▶ **Records from a dataset**

################

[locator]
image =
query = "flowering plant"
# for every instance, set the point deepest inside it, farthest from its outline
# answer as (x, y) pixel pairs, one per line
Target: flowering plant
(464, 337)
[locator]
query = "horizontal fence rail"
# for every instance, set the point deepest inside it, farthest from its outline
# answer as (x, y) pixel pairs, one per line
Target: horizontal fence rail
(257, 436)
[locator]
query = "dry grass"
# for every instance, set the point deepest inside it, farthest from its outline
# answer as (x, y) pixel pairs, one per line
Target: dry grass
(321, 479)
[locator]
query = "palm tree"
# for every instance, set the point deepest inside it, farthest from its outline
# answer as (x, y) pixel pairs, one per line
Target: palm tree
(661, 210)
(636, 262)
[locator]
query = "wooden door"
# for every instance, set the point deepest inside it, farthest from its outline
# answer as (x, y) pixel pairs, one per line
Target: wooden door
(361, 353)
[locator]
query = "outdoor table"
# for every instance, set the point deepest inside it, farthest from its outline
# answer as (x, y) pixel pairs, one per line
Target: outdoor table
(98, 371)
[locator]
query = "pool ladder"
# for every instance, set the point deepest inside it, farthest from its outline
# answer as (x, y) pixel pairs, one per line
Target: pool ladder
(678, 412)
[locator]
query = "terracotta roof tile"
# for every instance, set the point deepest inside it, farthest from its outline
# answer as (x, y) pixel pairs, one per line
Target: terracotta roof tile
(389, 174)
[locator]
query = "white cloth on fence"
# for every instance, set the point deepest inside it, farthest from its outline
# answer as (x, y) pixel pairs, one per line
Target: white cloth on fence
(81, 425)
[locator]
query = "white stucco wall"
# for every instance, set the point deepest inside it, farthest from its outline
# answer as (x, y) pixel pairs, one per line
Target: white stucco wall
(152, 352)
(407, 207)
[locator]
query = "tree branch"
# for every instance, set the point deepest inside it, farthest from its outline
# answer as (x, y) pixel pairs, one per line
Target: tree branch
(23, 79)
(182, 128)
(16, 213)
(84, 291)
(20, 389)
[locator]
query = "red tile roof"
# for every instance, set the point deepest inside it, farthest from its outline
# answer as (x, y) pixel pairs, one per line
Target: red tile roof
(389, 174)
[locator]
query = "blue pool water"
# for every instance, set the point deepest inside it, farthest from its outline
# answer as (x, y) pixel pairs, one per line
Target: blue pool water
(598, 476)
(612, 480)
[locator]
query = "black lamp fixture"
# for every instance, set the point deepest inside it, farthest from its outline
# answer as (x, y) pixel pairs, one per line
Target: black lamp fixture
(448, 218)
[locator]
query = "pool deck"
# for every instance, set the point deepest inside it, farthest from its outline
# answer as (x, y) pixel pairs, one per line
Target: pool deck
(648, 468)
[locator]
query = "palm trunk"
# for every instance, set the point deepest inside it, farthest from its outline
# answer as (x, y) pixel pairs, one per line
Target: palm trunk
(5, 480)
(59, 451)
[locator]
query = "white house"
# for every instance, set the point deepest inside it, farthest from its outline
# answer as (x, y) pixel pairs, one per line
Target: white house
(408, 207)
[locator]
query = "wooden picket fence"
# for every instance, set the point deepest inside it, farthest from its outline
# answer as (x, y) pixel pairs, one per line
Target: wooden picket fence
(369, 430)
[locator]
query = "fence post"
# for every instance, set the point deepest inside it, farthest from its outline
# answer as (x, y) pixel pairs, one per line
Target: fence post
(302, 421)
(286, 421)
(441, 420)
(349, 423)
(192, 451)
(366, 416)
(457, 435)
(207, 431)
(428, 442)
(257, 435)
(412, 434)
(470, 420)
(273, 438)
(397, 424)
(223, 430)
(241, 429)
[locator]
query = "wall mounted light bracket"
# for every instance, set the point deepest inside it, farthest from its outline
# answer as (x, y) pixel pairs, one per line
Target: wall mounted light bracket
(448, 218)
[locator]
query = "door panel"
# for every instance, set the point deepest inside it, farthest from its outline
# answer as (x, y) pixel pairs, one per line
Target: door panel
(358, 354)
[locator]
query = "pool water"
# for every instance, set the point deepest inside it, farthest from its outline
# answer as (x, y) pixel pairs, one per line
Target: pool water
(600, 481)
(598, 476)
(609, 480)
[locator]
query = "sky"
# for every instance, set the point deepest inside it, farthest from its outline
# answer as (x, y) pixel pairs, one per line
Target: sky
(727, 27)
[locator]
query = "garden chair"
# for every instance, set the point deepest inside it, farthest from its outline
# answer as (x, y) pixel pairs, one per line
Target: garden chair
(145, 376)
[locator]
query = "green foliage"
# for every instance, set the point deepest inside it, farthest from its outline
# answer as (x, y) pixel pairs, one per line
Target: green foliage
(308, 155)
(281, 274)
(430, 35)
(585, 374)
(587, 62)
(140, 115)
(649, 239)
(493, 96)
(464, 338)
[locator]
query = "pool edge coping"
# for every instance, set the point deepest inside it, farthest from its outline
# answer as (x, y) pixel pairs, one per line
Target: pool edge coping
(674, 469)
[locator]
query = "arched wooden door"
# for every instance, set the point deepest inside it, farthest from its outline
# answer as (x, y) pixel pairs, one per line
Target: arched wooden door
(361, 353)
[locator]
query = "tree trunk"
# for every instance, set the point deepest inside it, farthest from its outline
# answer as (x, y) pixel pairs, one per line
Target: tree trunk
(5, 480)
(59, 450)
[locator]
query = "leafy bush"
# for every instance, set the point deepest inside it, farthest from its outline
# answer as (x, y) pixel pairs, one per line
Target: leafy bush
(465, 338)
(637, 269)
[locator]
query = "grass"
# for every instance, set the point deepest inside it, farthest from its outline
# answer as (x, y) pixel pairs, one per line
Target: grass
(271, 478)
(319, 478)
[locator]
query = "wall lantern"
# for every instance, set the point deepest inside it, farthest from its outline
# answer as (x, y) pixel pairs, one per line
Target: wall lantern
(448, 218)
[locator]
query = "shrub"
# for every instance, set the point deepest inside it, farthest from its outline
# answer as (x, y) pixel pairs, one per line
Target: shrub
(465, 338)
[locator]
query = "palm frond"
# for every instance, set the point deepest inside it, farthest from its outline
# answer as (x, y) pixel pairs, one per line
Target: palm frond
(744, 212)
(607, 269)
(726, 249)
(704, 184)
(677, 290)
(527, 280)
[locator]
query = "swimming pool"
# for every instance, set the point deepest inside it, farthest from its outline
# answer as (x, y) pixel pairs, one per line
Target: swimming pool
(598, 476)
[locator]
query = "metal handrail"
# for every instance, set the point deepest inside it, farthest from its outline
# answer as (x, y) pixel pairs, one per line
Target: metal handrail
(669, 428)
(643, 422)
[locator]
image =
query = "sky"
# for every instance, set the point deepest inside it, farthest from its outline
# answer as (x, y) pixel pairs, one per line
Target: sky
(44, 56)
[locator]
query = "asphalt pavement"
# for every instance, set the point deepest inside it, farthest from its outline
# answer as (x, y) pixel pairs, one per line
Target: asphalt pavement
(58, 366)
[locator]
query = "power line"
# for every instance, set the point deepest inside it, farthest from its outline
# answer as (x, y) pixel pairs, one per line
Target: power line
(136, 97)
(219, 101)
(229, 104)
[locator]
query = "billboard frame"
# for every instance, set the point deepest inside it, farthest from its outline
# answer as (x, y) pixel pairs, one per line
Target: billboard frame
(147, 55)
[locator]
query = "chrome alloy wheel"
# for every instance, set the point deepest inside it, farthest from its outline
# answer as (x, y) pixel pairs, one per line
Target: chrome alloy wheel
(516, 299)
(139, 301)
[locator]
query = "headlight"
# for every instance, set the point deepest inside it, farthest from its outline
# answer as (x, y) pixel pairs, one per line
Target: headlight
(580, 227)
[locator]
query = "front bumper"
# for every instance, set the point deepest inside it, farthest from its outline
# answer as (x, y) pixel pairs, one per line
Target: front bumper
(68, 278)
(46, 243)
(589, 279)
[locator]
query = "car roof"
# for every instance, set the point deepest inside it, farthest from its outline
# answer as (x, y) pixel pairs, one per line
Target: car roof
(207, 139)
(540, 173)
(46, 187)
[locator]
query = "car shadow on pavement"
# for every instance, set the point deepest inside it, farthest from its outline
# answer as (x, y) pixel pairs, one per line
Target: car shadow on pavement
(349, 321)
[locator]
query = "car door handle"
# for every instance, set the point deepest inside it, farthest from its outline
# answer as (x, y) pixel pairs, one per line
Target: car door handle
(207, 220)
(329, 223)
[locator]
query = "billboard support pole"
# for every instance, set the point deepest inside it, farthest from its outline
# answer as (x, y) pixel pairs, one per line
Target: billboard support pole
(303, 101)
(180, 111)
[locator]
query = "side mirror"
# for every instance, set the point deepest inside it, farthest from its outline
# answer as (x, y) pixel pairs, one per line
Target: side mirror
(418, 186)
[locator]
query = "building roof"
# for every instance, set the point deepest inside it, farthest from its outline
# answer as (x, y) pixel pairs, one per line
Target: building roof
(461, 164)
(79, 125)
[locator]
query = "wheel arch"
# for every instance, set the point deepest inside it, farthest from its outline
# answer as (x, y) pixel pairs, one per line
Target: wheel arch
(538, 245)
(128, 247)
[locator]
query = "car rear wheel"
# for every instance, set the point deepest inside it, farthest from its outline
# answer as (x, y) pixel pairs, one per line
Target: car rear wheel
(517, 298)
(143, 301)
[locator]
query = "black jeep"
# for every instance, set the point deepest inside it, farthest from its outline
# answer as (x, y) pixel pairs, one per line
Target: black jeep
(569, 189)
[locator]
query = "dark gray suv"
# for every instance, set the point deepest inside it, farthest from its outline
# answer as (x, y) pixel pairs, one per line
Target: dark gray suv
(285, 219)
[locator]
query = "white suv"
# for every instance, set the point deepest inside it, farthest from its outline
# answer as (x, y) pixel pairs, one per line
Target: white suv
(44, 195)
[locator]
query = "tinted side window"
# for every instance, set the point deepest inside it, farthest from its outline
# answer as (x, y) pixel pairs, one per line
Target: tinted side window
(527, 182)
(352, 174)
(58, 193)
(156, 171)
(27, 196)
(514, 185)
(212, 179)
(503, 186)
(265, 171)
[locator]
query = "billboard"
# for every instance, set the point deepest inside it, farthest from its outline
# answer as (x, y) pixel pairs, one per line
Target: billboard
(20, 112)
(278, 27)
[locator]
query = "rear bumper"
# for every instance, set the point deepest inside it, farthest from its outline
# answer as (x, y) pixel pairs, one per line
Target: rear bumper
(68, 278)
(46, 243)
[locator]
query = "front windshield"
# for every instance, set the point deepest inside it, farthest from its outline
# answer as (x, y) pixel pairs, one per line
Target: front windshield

################

▶ **Prompt**
Report each of the lines above that contains the word "roof".

▶ **Task solution**
query = "terracotta roof tile"
Target: terracotta roof tile
query = "red tile roof"
Target: red tile roof
query = "car roof"
Target: car roof
query = "building roof"
Target: building roof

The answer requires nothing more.